- To be done
1. In the Halloween haunt thread, revise the passage between "## Ghoul Friday" and "to worry about.", inclusive, replacing "get you down" with "discourage you".
2. In the Halloween haunt thread, how many complaints does GothicCandle report having received about the display over the years?
3. Continue the forum thread about the Halloween haunt from its final line.

- Document section

◇ ◇ ◇ ◇ ◇

# annoying people



## GothicCandle (Mar 26, 2007)

People can be so annoying. I know this know it all, She was telling me today how my haunt was too scary for small children. I don't think it is and in all the years i've put up a display i've gotten only one complaint (about the scary sound effects, not any of the props) Ive had complements from people of all ages. Parents have even told me they knew how much their child liked the haunt even though their child could not talk for themselves. This know it all seems to have a thing agenst halloween, sad. I mean none of my props are too scary. I want to put people on edge, not give them nightmares. The lighting and the props work hand in hand to create a display that is creepy. I put up a picture of a witch and vampire i made yeasterday on this site(in the props section) and when she saw them today she said they would scare a kid to death. I don't see how. Sigh, silly people.


----------



## Ghoul Friday (Oct 6, 2007)

Hey Gothic Candle  

Don't let her get you down. She's someone with too much time on her hands and not enough things of importance to worry about.

◇ ◇ ◇ ◇ ◇

- Dataset excerpt
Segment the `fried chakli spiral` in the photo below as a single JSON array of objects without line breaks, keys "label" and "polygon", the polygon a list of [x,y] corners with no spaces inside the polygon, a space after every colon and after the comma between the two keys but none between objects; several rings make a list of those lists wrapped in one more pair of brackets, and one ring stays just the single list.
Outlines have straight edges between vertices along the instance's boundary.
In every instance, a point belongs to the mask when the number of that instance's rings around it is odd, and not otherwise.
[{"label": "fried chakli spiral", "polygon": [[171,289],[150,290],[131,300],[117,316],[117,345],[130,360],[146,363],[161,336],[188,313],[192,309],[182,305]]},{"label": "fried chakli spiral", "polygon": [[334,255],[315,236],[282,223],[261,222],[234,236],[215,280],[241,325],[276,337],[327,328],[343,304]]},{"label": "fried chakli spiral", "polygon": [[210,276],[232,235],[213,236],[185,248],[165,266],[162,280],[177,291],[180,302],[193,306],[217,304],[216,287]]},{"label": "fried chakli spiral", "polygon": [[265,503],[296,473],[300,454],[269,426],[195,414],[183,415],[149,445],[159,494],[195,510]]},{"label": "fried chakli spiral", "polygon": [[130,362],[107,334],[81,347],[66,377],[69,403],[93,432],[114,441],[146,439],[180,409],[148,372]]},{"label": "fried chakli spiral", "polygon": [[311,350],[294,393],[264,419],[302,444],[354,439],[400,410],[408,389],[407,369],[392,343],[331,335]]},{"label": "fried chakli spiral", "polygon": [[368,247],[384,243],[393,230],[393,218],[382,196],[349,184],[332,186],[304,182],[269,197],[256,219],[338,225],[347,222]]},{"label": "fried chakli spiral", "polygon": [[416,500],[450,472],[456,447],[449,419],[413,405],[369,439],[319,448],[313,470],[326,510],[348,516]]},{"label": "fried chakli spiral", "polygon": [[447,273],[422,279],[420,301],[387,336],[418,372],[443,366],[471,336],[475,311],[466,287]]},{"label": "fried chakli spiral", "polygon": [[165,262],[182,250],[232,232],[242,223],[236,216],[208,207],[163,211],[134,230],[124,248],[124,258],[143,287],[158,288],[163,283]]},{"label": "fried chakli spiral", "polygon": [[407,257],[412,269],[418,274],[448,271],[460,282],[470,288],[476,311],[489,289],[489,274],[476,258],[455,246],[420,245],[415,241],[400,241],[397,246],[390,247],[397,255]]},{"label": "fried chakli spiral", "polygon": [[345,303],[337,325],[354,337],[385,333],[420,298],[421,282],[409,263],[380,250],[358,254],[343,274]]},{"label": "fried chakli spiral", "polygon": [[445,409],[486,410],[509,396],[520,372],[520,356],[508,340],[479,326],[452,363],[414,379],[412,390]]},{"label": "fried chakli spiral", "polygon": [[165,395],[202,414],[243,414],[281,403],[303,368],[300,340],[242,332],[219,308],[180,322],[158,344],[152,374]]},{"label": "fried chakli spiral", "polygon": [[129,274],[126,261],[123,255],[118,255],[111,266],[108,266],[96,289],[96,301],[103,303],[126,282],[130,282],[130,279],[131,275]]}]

◇ ◇ ◇ ◇ ◇

- Per-task outputs
1.
## Ghoul Friday (Oct 6, 2007)

Hey Gothic Candle  

Don't let her discourage you. She's someone with too much time on her hands and not enough things of importance to worry about.

2. Only one, about the scary sound effects rather than any of the props.

3.
I'll counterbalance your story with a positive one. I just came back from the party store with some last minute purchases. The woman behind the counter and the lady behind me started chatting with me about my items. When I told them I create themed rooms, the cashier (a woman in her 50s) said "It's so nice to hear stories like that. I think it's wonderful". I replied "More people should do it. It's like we've forgotten as adults to have fun". And the conversation went on, discussing how we tend to get caught up in work and bills and it's things like decorating for/celebrating Halloween that makes us more human and happier. 

I wished the two ladies a lovely day, and left the store feeling very happy. Hopefully my story has made you feel a bit better too! 

And if the woman comes back to complain, threaten to sick Fran and Georgette on her.


----------



## wandererrob (Aug 8, 2007)

We're actually setting up "not so scary land" in the garage for this very reason. At least this year until I can better guage the reaction of our neighbors to our haunt.


----------



## GothicCandle (Mar 26, 2007)

Ghoul Friday said:


> And if the woman comes back to complain, threaten to sick Fran and Georgette on her.


That made me laugh so much! lol. thanks for the story too.


----------



## Beth (Sep 27, 2005)

They could also just choose to not stop by your house on Halloween!!! It's not a freaking REQUIREMENT for young children to go there!!! (But I bet that they will WANT to go!!) That old bitty needs to mind her own business!!! Tell her tight ass to take a hike!!!!

(I'm in a foul mood today can you tell????) Feeling the pressure of last minute things to do!!


----------



## DarkShadows (Feb 6, 2006)

Take it as a compliment!


----------



## Liam (Mar 23, 2007)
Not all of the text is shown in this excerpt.